→ Actividades
1) Según el artículo sobre el velo y los derechos de las mujeres, ¿a partir de qué edad aprobó Irak el matrimonio de las niñas?
2) Retoma el artículo sobre el velo y los derechos de las mujeres después de su última frase y escribe su continuación.

→ Fragmento de lectura
Aún está por llegar el día en el que se impida la participación o la palabra a esas naciones que decretan por ley el apartheid de las mujeres.
Taparse es símbolo de identidad. Lo dicen grupos de jóvenes españolas (lo son, vengan sus familias de donde vengan) que se manifiestan frente a algunos institutos que proponen desterrar el velo de sus aulas.
El nuevo feminismo europeo, tan inclusivo, exige libertades a los países europeos, pero no publica una palabra contra el burka que vuelve a ser obligatorio en Afganistán ni aumenta la crítica sobre los imanes salafistas.
El buenismo no quiere ser acusado de islamofobia.
Es fácil olvidar que, tras el regreso de los talibanes, las mujeres ya no pueden cursar estudios secundarios, tampoco ir a la universidad, abrir negocios o trabajar. En el Afganistán de hoy, está prohibido que las chicas estudien Medicina. Por si eso fuera poco, un decreto anterior impide que las mujeres sean atendidas por profesionales masculinos.
La organización Human Rights Watch ha denunciado que las afganas no tendrán asistencia sanitaria.
La situación también empeora en otros países. Hace unas semanas, una joven iraní, harta de ser obligada a callar y tapar su cuerpo, se quedó en bragas y sostén en un campus universitario de Teherán. Sigue desaparecida; en los periódicos del país se achaca a la enfermedad mental el derecho a protestar.
“Derechos tan básicos como el acceso a la educación, al mundo laboral, a la libre circulación, a participar en política, incluso a hablar en público o salir sola a la calle han sido eliminados. Los matrimonios forzados se han incrementado notoriamente y las mujeres víctimas de violencia de género por parte de sus parejas y sus familias no pueden ni denunciar, ni tampoco encuentran medidas de protección”.
Ese texto, sobre la situación en diversos países islámicos, fue emitido por Amnistía Internacional coincidiendo con la reciente celebración del Día Internacional de la Mujer. Poco antes, Irak aprobó el matrimonio de las niñas a partir de los 9 años. ¿Se enteraron ustedes?
Se empeñan algunas jóvenes supuestamente progresistas (de familias musulmanas o no, eso da igual) en hacernos creer que todos los símbolos (cruces, medallas, velos, tatuajes, túnicas que te cubren de pies a cabeza…) son iguales. Sus pancartas dicen: “Mi hiyab es mi libertad”.

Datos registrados

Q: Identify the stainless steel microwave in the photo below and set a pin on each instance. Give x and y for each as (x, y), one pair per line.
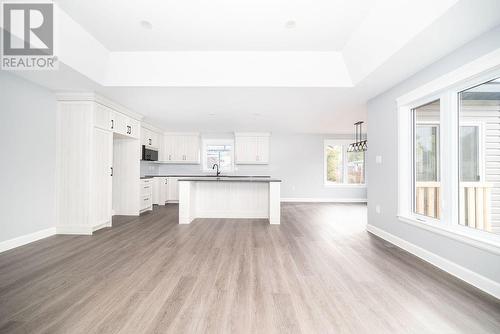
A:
(149, 154)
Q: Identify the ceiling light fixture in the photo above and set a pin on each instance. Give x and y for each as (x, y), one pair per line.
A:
(290, 24)
(360, 144)
(146, 25)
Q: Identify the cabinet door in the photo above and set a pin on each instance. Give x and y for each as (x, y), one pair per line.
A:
(263, 150)
(163, 190)
(179, 148)
(173, 189)
(102, 173)
(156, 190)
(145, 137)
(102, 117)
(120, 123)
(133, 128)
(168, 148)
(192, 149)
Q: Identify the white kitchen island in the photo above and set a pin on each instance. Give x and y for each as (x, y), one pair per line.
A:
(229, 197)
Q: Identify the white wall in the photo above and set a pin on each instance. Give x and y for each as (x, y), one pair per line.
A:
(27, 171)
(297, 159)
(382, 184)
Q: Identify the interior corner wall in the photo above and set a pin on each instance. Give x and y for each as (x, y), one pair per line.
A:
(28, 157)
(382, 178)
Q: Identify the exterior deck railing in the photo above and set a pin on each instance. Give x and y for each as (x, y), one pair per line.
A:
(474, 202)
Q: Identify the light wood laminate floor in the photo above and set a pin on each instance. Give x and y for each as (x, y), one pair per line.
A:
(318, 272)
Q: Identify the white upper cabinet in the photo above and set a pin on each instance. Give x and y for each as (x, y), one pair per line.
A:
(181, 148)
(251, 148)
(102, 117)
(150, 138)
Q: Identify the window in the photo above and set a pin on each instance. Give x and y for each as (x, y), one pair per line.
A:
(426, 160)
(449, 156)
(220, 152)
(342, 167)
(479, 107)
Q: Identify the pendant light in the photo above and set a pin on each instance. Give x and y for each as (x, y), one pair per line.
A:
(360, 144)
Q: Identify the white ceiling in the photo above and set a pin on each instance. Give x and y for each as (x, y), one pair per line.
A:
(257, 25)
(189, 72)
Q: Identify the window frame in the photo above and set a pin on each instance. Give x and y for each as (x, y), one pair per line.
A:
(345, 144)
(216, 141)
(447, 89)
(481, 138)
(436, 124)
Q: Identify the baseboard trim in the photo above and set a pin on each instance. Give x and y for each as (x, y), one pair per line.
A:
(26, 239)
(322, 200)
(482, 283)
(80, 230)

→ Resultados esperados
1) A partir de los 9 años.

2)
Buen intento, aunque algo ingenuo, de épater les bourgeois. Aseguran que, si se impide entrar en clase con símbolos islámicos, también debería prohibirse la religión católica en su totalidad y los crucifijos, en particular.
Olvidan que, en las escuelas y universidades públicas españolas, la religión dejó de ser obligatoria hace décadas y las cruces desaparecieron de las aulas que pagamos todos. España, al igual que la mayoría de países europeos, es un Estado laico.
Esta súbita necesidad de defender el velo surge tras los amagos de ciertos institutos madrileños y de otras autonomías de prohibir que los estudiantes lleven prendas en la cabeza, ya sean gorras o velos. De hecho, en Francia, se prohibió hace tiempo la exhibición de cualquier tipo de símbolo religioso en las aulas.
Siguen defendiendo algunos expertos que la libertad de esas jóvenes pasa por respetar sus costumbres y vestimentas, aunque sean impuestas por sus familias. Algo rechina en esta argumentación.
En los institutos de Cataluña, tras años de permisividad respecto, incluso, al islamismo salafista, ya se ven jóvenes ocultas de cabeza a pies, con solo los ojos a la vista.
Ese nuevo, inclusivo y biempensante discurso europeo acaba estableciendo diferencias entre niños y niñas. Está aumentado el poder de los imanes en un continente que limitó hace décadas la intervención de las religiones cristianas en la educación pública.
Mirando más allá de nuestras fronteras, encontramos motivos para desconfiar de esa supuesta libertad que tapa y discrimina a las mujeres. El apartheid por razón de sexo no es progre, es inadmisible.